TEXTO EN ESTUDIO —

Una escritora que también es notabilísima académica, elegante y profunda, estudiosa de sor Juana Inés de la Cruz y de la narrativa mexicana del siglo xix, maestra dentro y fuera del aula, impulsora de jóvenes escritores, editora de revistas literarias, restauradora de genealogías perdidas, novelista, ensayista, cronista de sus viajes: los físicos y los intelectuales —incluidos sus naufragios—, amén de sus largas caminatas con zapatos de marca.

Dos melómanos bibliófilos, diplomáticos y gestores culturales, memoriosos de sus respectivos e ilustres antepasados; una investigadora que ha sabido articular el discurso de nuestro arte moderno y hacérnoslo comprender a los profanos a través de su desempeño como directora de museos, crítica de arte y divulgadora de su ciencia; un conocedor de la lengua alemana y particularmente de la literatura austriaca, que nos ha dado a conocer las letras del llamado imperio perdido, diplomático en su tiempo y, en su tiempo también, director de un canal cultural de televisión que abrió muchas ventanas para ventilar saludablemente nuestra casa común; un dramaturgo y guionista cinematográfico, formador a su vez de dramaturgos y guionistas que reconocen su magisterio, y que ha ejercido el periodismo crítico con probidad valiente y hasta temeraria.

Unidos sobre todo por el reconocimiento del influjo que los libros han tenido en su vida: en su formación y en sus especialidades, en sus oficios o en sus profesiones.

Un novelista extemporáneo de la Revolución Mexicana, que les ha añadido a los héroes y los bandoleros (o bandolhéroes, como los llamó Salvador Novo en feliz fusión de términos que en México no son contradictorios) de aquella gesta histórica la dimensión espiritista de su personalidad.

LO QUE SE PIDE — Por favor, enumera los ámbitos de la vida en los que, según el texto en estudio, han influido los libros.

DATOS PROPORCIONADOS —
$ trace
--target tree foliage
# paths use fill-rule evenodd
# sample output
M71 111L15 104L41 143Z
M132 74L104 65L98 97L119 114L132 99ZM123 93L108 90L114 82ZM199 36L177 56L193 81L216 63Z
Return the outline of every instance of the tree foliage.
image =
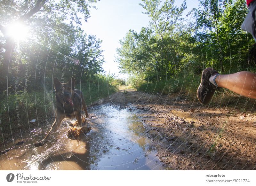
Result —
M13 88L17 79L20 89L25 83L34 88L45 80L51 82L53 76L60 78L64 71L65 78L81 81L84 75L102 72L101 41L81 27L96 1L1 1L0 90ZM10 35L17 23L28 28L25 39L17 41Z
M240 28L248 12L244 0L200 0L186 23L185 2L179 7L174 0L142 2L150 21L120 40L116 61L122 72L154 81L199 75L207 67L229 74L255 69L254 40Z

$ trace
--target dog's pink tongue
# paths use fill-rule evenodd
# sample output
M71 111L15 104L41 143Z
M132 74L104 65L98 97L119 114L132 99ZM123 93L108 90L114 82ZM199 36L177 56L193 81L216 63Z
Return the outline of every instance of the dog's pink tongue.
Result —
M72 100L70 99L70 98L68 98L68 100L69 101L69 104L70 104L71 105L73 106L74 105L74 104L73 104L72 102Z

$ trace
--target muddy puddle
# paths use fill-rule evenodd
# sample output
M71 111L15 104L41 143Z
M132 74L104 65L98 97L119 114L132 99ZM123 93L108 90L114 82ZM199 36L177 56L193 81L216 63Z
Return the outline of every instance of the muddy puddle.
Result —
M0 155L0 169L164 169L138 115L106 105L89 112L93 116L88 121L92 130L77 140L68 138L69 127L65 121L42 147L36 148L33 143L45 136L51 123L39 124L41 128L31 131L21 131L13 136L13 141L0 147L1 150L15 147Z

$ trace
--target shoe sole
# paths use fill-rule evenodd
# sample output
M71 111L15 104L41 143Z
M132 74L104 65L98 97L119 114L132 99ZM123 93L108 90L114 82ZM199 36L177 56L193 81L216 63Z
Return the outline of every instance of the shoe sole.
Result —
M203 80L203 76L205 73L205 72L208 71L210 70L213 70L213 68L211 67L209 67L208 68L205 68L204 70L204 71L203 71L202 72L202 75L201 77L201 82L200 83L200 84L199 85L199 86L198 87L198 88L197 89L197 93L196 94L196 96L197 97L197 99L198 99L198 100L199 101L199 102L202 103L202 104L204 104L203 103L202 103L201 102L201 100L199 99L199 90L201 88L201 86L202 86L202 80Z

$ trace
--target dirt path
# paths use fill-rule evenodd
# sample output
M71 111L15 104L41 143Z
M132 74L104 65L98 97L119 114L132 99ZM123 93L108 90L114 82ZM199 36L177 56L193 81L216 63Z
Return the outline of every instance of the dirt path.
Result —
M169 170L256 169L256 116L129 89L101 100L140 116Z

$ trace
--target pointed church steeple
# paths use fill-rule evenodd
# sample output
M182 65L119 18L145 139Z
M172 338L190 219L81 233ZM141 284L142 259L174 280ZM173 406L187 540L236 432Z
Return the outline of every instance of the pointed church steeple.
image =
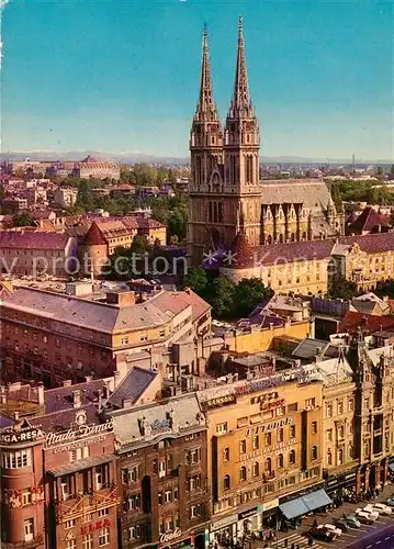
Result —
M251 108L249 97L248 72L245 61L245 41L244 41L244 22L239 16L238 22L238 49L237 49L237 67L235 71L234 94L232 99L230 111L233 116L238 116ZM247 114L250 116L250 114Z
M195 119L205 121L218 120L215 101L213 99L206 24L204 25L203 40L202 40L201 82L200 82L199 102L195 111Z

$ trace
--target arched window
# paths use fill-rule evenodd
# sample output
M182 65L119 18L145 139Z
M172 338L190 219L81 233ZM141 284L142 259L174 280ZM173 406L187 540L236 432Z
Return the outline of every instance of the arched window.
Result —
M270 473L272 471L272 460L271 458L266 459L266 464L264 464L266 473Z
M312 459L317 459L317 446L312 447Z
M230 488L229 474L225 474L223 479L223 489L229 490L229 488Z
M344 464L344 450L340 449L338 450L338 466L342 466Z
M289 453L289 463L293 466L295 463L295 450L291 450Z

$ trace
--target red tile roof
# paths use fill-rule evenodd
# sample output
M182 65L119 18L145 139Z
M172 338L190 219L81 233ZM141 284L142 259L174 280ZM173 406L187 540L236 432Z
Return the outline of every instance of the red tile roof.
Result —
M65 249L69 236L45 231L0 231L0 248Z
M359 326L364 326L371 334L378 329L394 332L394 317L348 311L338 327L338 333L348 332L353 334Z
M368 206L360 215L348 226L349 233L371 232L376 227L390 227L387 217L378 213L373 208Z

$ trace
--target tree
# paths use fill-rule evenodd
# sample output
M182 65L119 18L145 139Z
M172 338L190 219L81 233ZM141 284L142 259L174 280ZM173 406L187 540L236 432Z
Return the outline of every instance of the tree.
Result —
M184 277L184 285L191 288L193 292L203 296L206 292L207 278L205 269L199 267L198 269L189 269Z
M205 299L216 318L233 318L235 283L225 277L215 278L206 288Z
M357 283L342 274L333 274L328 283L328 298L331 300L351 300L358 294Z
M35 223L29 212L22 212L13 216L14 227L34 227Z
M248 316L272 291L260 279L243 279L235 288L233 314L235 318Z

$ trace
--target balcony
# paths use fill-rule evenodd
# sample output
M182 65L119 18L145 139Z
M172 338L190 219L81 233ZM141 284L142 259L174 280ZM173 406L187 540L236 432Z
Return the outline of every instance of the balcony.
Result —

EJERCICIO RESUELTO —
- La formación
- Las especialidades
- Los oficios
- Las profesiones